┌─ Text
# Multi-App subscription $$?



## DJJoeyZ (May 1, 2020)

Currently there’s an app for restaurants called Chowly, it combines all the food delivery orders from the gig companies that they are hooked up with and streamlines the ordering process.
But Chowly isn’t free, the restaurants have to pay for this service. 

My question is, if there was an fee based app that combined all the food delivery apps for drivers, would you be willing to pay for this service?


----------



## nighthawk398 (Jul 21, 2015)

probably easier to manage myself. but I guess yiur talking about an app like Mystro but for delivery


----------



## Seamus (Jun 21, 2018)

No I wouldn't pay, just like I never paid for Mystro. When you are new multi tapping may seem overwhelming but after experience you can easily multi app yourself for free and get the same results. Just what is needed, yet another middle man in the food delivery chain!


----------



## Uberdriver2710 (Jul 15, 2015)

DJJoeyZ said:


> My question is, if there was an fee based app that combined all the food delivery apps for drivers, would you be willing to pay for this service?


Not with all the rate decreases. We already have enough expenses.


----------



## rideshareapphero (Mar 30, 2018)

The key 🔑 to multiapp is knowing your area.


----------



## Prius13 (Mar 29, 2017)

Yes I will pay..


----------



## DJJoeyZ (May 1, 2020)

I’d pay only if I was allowed to customize it so I wouldn’t get pings that don’t meet my acceptance criteria.
Edit: I never heard of Mystro until this thread, hopefully something like that comes along for us delivery drivers soon.


----------
└─
*Stated exercise a*.
Answer these questions about the forum thread:
(i) What restaurant app does the opening post name?
(ii) Which app does Seamus say he never paid for?
(iii) According to rideshareapphero, what is the key to multiapp?
The forum thread has no connection to the rows that come after it.
┌─ Dataset excerpts
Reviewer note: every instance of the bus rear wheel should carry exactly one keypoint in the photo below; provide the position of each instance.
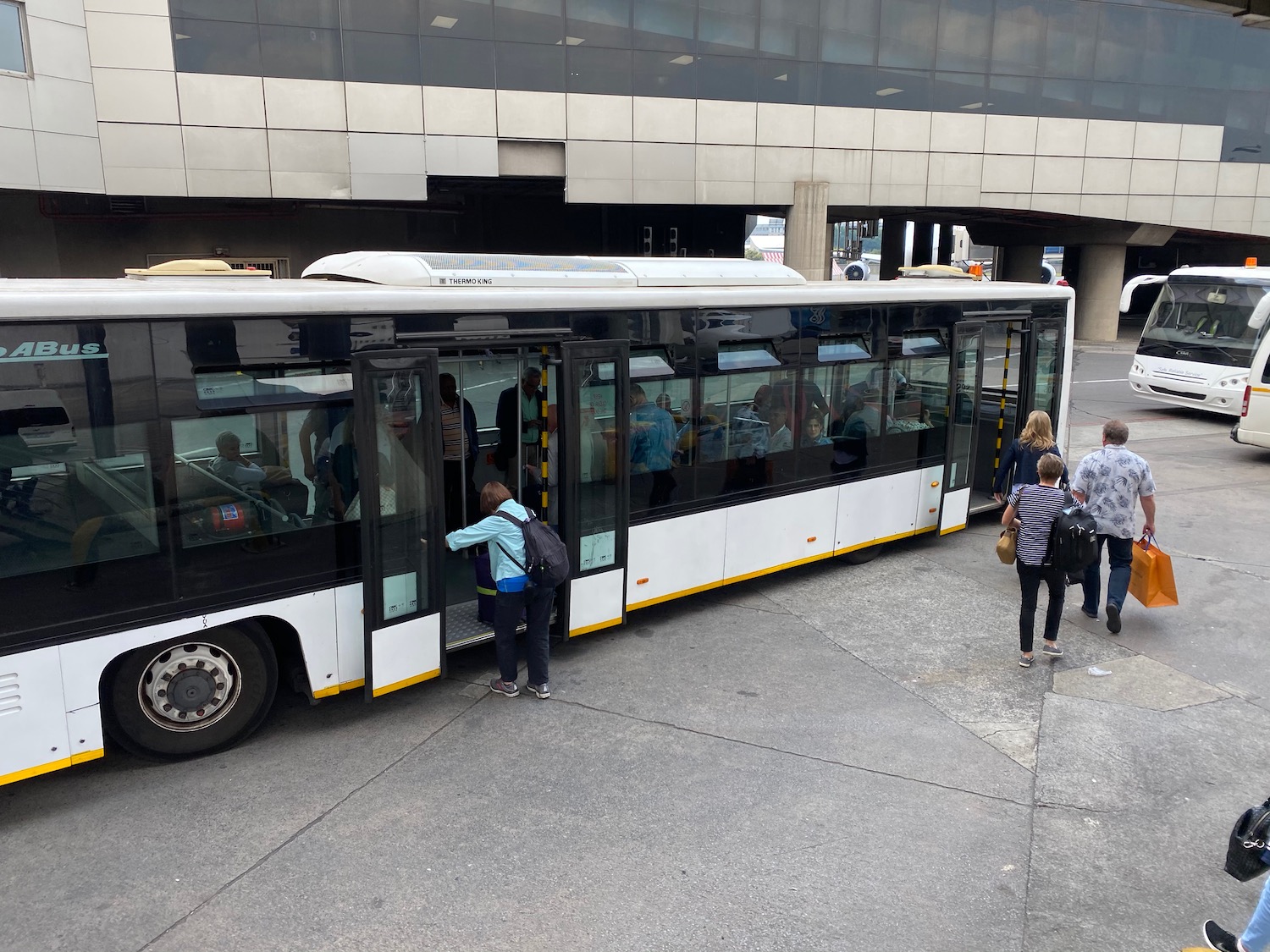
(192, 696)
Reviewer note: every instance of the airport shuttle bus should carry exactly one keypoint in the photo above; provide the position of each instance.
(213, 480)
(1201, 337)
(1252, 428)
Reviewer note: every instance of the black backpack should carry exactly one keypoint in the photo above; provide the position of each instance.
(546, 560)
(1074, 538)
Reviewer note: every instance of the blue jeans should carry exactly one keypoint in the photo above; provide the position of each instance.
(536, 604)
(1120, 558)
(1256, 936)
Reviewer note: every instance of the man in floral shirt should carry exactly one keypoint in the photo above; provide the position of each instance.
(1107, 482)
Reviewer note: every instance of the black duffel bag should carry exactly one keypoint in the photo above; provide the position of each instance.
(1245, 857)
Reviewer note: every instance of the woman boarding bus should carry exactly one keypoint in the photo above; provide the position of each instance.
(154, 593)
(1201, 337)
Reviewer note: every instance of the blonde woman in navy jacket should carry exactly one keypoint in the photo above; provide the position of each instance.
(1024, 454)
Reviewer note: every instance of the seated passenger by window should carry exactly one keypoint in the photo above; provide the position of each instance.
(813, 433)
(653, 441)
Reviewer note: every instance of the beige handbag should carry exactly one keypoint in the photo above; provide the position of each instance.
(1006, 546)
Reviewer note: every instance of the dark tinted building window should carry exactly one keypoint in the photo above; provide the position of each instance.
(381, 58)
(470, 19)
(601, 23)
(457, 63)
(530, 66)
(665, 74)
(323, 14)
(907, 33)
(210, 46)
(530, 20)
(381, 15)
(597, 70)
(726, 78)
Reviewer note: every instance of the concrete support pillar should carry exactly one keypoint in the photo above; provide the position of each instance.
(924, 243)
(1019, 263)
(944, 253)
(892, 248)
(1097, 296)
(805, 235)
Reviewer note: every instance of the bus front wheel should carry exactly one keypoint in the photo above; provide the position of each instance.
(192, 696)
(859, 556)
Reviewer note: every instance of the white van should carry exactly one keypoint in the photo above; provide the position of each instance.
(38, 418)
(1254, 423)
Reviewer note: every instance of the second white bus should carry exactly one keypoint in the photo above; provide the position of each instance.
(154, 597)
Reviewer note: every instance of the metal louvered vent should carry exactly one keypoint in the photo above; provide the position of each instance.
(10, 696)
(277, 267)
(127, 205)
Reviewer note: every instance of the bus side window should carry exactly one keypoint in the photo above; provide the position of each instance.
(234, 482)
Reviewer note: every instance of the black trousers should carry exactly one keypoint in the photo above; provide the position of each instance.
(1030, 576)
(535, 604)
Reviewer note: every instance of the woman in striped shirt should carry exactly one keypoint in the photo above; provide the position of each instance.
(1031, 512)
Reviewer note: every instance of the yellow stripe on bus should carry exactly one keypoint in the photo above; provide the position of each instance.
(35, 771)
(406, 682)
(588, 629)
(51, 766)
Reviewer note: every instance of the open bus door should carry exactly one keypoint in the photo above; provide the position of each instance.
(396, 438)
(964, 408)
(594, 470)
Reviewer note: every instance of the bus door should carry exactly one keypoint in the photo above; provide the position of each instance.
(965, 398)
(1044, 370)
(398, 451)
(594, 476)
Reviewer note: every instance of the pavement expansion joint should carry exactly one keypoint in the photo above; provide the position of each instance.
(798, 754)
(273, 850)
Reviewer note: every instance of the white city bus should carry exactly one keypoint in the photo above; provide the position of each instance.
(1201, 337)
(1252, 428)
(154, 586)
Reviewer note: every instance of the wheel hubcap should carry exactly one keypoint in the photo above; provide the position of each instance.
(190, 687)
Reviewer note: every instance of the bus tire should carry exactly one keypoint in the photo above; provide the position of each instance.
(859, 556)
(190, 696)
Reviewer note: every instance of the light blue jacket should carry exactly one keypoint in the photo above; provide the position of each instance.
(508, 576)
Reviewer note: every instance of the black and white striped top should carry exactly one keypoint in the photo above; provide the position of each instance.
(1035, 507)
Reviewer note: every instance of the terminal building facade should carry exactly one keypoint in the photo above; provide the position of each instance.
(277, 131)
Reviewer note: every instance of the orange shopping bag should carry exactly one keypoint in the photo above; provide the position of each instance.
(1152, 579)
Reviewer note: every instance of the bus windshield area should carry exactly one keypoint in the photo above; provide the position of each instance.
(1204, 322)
└─
*Stated exercise b*. Pick out every line of the rows that contains the word "jacket". Case counts.

*Response a*.
(i) Chowly
(ii) Mystro
(iii) Knowing your area

*Response b*.
Reviewer note: every instance of the blonde woman in navy jacket should carry exactly one keypoint in the photo above; provide the position of each instance.
Reviewer note: every instance of the light blue jacket should carry exactly one keypoint in the photo above; provide the position of each instance.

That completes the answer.